§ Bloc de texte
◆ ◆ ◆ ◆
Sur son blog, l’avocate Yael Mellul a regretté que des personnalités de gauche aient réagi très prestement sur la déchéance de nationalité et qu’elles n’aient pas mis la même énergie lorsqu’il s’agissait des femmes agressées de Cologne [28] :
« Nous attendons encore des engagements et des condamnations aussi fermes et unanimes de la part de ces mêmes associations et personnalités, féministes, de gauche, antiracistes. »
Pour Yael Mellul, un tabou autour des agressions commises par des migrants existe, qui fait des agresseurs de Cologne des « intouchables » :
« Depuis une semaine, alors que nous dénonçons ces violences, on nous demande à gauche de nous taire, ou de « rester prudentes » afin de ne pas « faire le jeu » [sous-entendu, de l’extrême-droite]. »
Les raisons de cet apparent silence (jamais démontré, puisqu’il faudrait pouvoir montrer des refus de s’exprimer qui par définition, n’existent pas) sont forcément multiples. Mais pour Valérie Toranian, ex-directrice de Elle France et aujourd’hui directrice de La Revue des deux mondes, qui s’exprime sur le site de sa publication [29], il n’y a guère de doute. C’est parce que l’on a « minimisé » la « montée de l’islam politique et son influence négative sur les droits des femmes ». Par peur de passer pour néo-colonialistes, islamophobes ou racistes, de nombreuses féministes auraient évité de critiquer les dérives islamistes.
La leader des Femen, Inna Shevchenko, estime aussi que le « politiquement correct et les concerts de louanges autour du multiculturalisme » ont eu pour résultat une forme d’aveuglement autour des violences, et particulièrement des violences commises contre les migrantes. La militante, qui reconnaît avoir elle-même mis du temps à réagir, déplore aussi le « silence des gens de gauche, y compris des féministes, à cause des origines des agresseurs, afin de ne pas laisser prise à un discours raciste » [30].
Tout en dénonçant le même silence, d’autres féministes revendiquées ont mis longuement en garde contre les généralités qui pourraient être tirées sur les migrants après ces agressions [31]. « Les agressions sexuelles du 1er janvier, commises pour partie par des demandeurs d’asile, ont été récupérées par toutes celles et ceux souhaitant stopper leur arrivée », fustige sur son blog Valérie, alias Crêpe Georgette, qui goûte peu les accusations de ses consœurs militantes [32]. Les migrants ne sont d’ailleurs pas les premiers auteurs de violences sur les femmes, rappelle-t-elle : 13% des femmes allemandes ont été victimes de violences sexuelles, « majoritairement par des gens qu’elles connaissaient ».
5. Dilemme
Et comment comprendre que la police suédoise a dû révéler ne pas avoir divulgué d’informations sur des événements similaires qui se sont déroulés en 2014 et 2015, lors d’un festival estival de musique ? [33] Ils prennent une nouvelle dimension aujourd’hui. La raison invoquée par la police est la suivante :
« Nous aurions certainement dû révéler cette information, ça ne fait pas de doute. Pourquoi ça ne s’est pas fait, nous ne le savons tout simplement pas. Nous savons que près de cent hommes ont été à l’époque placés en garde à vue pour avoir agressé une quinzaine de jeunes filles. »
◆ ◆ ◆ ◆
§ Données sources
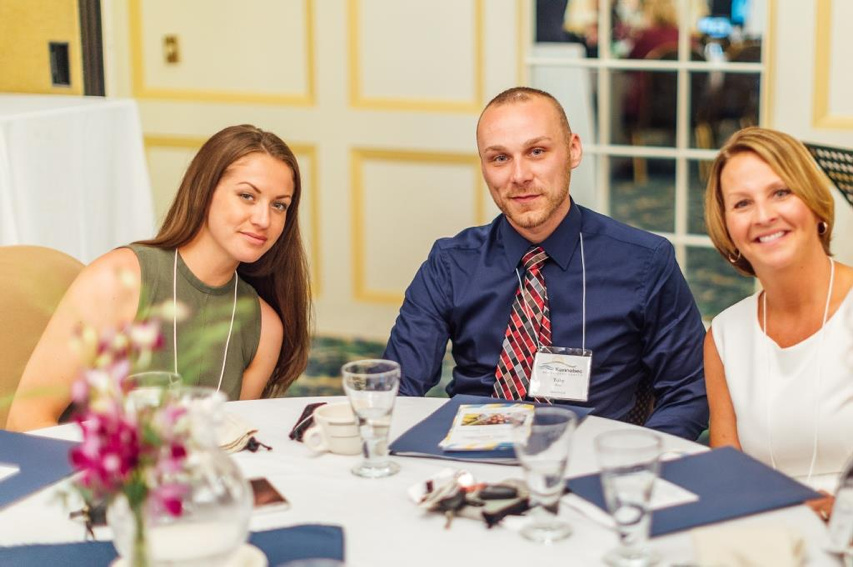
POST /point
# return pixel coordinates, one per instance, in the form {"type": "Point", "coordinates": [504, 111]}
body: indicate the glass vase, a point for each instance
{"type": "Point", "coordinates": [216, 499]}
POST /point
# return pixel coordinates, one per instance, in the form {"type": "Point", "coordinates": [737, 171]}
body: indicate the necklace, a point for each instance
{"type": "Point", "coordinates": [175, 320]}
{"type": "Point", "coordinates": [767, 346]}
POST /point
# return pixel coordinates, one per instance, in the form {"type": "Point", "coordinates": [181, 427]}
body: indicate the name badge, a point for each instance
{"type": "Point", "coordinates": [561, 373]}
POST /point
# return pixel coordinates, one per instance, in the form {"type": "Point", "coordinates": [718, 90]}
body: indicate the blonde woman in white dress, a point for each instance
{"type": "Point", "coordinates": [778, 364]}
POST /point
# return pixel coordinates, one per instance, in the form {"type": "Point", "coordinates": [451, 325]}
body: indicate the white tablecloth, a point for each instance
{"type": "Point", "coordinates": [72, 174]}
{"type": "Point", "coordinates": [382, 527]}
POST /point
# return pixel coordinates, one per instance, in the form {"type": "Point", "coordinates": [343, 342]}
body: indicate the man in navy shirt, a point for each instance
{"type": "Point", "coordinates": [639, 318]}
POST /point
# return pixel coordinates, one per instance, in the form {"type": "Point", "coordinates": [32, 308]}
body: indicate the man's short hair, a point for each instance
{"type": "Point", "coordinates": [522, 94]}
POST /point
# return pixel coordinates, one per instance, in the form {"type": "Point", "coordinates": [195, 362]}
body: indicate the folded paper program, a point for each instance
{"type": "Point", "coordinates": [776, 545]}
{"type": "Point", "coordinates": [235, 433]}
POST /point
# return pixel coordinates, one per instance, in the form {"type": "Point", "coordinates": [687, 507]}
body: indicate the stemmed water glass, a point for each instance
{"type": "Point", "coordinates": [371, 386]}
{"type": "Point", "coordinates": [542, 442]}
{"type": "Point", "coordinates": [629, 462]}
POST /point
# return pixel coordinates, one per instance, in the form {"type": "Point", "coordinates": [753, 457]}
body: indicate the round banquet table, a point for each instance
{"type": "Point", "coordinates": [382, 526]}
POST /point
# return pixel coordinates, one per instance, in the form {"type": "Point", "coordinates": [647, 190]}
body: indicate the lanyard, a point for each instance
{"type": "Point", "coordinates": [175, 320]}
{"type": "Point", "coordinates": [583, 295]}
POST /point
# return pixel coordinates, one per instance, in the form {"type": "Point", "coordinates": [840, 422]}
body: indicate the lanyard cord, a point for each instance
{"type": "Point", "coordinates": [175, 320]}
{"type": "Point", "coordinates": [583, 306]}
{"type": "Point", "coordinates": [767, 346]}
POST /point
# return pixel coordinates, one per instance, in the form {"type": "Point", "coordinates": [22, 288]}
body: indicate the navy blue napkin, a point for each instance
{"type": "Point", "coordinates": [42, 461]}
{"type": "Point", "coordinates": [280, 546]}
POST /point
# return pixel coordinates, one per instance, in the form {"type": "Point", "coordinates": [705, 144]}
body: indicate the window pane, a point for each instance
{"type": "Point", "coordinates": [574, 87]}
{"type": "Point", "coordinates": [730, 26]}
{"type": "Point", "coordinates": [561, 21]}
{"type": "Point", "coordinates": [644, 108]}
{"type": "Point", "coordinates": [714, 282]}
{"type": "Point", "coordinates": [697, 179]}
{"type": "Point", "coordinates": [642, 192]}
{"type": "Point", "coordinates": [733, 104]}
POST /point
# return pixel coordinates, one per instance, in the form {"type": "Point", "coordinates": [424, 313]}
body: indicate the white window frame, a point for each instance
{"type": "Point", "coordinates": [603, 150]}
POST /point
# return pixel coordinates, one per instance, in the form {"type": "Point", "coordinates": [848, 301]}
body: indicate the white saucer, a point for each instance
{"type": "Point", "coordinates": [247, 555]}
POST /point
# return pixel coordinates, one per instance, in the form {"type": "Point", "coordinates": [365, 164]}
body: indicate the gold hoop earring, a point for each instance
{"type": "Point", "coordinates": [734, 259]}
◆ ◆ ◆ ◆
§ Tâches à faire
- 1) Selon l'extrait sur les agressions de Cologne, pourquoi l'apparent silence de la gauche n'a-t-il jamais été démontré ? Répondez en une à trois phrases.
- 2) Indiquez combien de lignes des rangées contiennent la chaîne « window », en tenant compte de la casse. Donnez uniquement le nombre.
L'extrait et les rangées n'ont aucun lien entre eux.

§ Réponses complètes
- 1) Pour le démontrer, il faudrait pouvoir montrer des refus de s'exprimer. Or de tels refus, par définition, n'existent pas.

- 2) 2